[REQUEST]: Reproduce verbatim the lines from the one containing "Target = boulder" through the last line, including both, and leave the pictures out of your reply.

[EXTRACTED DATA]:
* START *

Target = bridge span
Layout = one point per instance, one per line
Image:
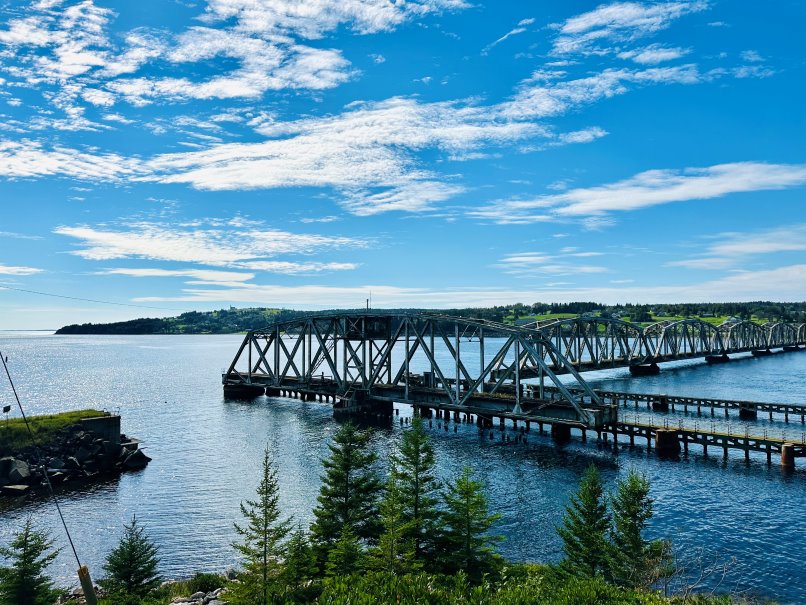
(595, 343)
(474, 370)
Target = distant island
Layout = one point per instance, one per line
(234, 320)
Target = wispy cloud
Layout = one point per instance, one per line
(519, 29)
(654, 54)
(11, 270)
(649, 188)
(538, 263)
(734, 249)
(229, 244)
(595, 31)
(784, 283)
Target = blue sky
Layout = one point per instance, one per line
(303, 153)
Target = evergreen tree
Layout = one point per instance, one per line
(299, 567)
(131, 567)
(262, 540)
(585, 529)
(24, 583)
(632, 555)
(395, 550)
(348, 498)
(419, 488)
(467, 544)
(346, 556)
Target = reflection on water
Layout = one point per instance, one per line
(207, 454)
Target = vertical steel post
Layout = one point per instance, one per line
(277, 376)
(407, 359)
(481, 358)
(517, 409)
(457, 363)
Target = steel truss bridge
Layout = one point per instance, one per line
(595, 343)
(368, 361)
(364, 362)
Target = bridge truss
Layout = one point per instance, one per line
(592, 343)
(367, 361)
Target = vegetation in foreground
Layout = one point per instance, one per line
(408, 540)
(14, 434)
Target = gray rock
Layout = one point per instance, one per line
(137, 459)
(19, 471)
(14, 490)
(83, 454)
(56, 463)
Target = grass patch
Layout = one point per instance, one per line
(14, 436)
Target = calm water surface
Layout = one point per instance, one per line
(207, 454)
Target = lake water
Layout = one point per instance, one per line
(207, 454)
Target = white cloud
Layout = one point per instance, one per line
(537, 263)
(654, 54)
(206, 275)
(519, 29)
(311, 20)
(784, 283)
(734, 249)
(223, 245)
(618, 22)
(11, 270)
(21, 159)
(650, 188)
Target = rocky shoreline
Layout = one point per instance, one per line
(92, 449)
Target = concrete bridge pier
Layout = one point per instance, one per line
(243, 391)
(746, 413)
(660, 404)
(645, 369)
(788, 455)
(560, 432)
(666, 442)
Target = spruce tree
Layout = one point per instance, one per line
(348, 498)
(419, 488)
(631, 553)
(131, 567)
(262, 538)
(585, 529)
(299, 567)
(24, 582)
(395, 550)
(346, 557)
(467, 544)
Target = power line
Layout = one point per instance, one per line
(102, 302)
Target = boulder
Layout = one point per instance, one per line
(83, 454)
(14, 490)
(136, 460)
(19, 471)
(56, 463)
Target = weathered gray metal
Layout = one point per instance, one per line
(363, 358)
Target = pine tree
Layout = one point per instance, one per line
(348, 498)
(131, 567)
(467, 544)
(300, 563)
(23, 583)
(346, 556)
(395, 550)
(585, 529)
(631, 554)
(262, 540)
(419, 488)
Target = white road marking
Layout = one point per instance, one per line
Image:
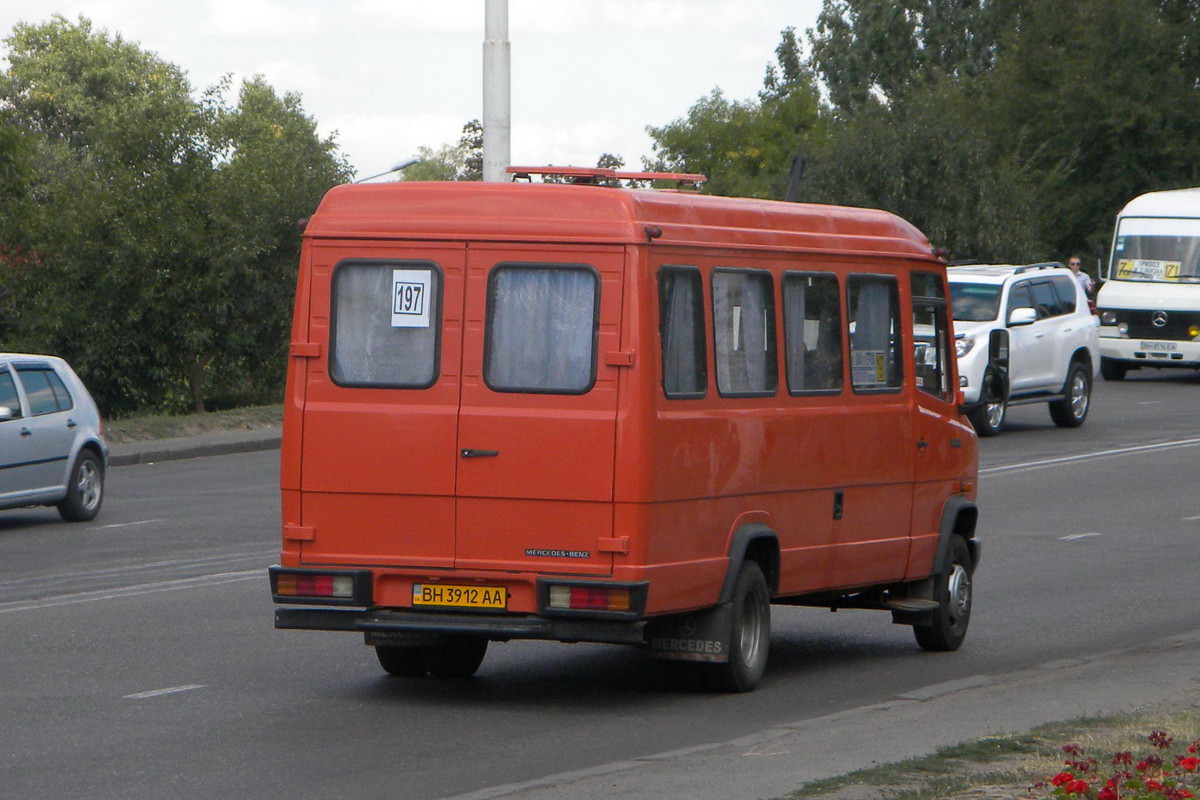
(126, 524)
(160, 692)
(1104, 453)
(132, 591)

* END *

[EXERCISE OUTPUT]:
Target = boulder
Layout = one point per instance, one per line
(83, 454)
(14, 490)
(136, 460)
(19, 471)
(56, 463)
Target = weathered gray metal
Layout = one point per instance, one per line
(363, 358)
Target = pine tree
Layout = one point per instance, one per line
(348, 498)
(131, 567)
(467, 544)
(300, 563)
(23, 583)
(346, 556)
(395, 550)
(585, 529)
(631, 554)
(262, 540)
(419, 488)
Target = white road marking
Layout = one point per instance, one per line
Image:
(126, 524)
(160, 692)
(1104, 453)
(132, 591)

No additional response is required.